- [Aim]: Copy the listing verbatim from its first line through the line containing "column 30, row 254", with that line included.

(Some listing)
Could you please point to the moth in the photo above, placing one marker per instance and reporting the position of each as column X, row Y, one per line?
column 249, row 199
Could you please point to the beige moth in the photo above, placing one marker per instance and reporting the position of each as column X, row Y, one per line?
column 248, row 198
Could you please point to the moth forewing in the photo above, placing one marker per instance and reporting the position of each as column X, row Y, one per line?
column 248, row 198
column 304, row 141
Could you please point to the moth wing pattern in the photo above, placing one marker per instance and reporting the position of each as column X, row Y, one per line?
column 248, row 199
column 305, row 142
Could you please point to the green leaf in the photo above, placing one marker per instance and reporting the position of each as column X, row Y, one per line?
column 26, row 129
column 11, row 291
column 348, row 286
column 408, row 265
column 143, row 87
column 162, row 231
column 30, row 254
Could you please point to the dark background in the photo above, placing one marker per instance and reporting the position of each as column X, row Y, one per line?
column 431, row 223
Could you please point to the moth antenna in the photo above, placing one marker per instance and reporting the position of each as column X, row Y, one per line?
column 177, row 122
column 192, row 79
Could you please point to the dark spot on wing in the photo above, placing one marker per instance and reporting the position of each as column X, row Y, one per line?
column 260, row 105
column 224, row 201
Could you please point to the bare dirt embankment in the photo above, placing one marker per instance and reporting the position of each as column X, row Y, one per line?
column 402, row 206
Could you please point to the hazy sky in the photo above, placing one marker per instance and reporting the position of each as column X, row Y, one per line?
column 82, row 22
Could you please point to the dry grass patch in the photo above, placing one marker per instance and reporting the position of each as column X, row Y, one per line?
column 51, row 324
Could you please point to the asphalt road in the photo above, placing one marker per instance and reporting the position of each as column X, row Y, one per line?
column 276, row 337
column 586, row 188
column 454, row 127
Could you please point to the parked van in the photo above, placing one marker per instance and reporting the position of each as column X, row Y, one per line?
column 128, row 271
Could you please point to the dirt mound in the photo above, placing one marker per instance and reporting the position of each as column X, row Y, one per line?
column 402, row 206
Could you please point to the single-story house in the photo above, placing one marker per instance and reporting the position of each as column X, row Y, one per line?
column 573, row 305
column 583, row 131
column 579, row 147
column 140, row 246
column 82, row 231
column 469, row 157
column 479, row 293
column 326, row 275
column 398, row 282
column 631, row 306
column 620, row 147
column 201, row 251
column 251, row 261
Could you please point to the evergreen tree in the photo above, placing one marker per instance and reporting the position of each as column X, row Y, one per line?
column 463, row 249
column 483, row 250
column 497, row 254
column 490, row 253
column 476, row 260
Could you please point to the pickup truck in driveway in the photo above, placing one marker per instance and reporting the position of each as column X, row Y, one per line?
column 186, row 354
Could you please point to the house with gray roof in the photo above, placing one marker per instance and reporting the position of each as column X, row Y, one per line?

- [Answer for the task]:
Could you please point to the moth in the photo above, placing one marker per instance and reporting the position of each as column X, row Y, one per line?
column 249, row 199
Could you please point to the beige moth in the photo above, placing one marker per instance and reporting the position of each as column X, row Y, one per line?
column 248, row 198
Could you please point to the moth forewing in the photo above, placing one marker per instance and reporting the position of each as column X, row Y, one per line?
column 248, row 198
column 304, row 141
Could you please point to the moth wing pattern in the photo above, placing one marker per instance and reporting the position of each as column X, row Y, one per line?
column 248, row 199
column 305, row 142
Could you please point to the green leaf in the photo above, placing one marker per instance and reporting the position of each as column X, row Y, one per line?
column 26, row 129
column 11, row 291
column 348, row 286
column 408, row 265
column 143, row 87
column 162, row 231
column 30, row 254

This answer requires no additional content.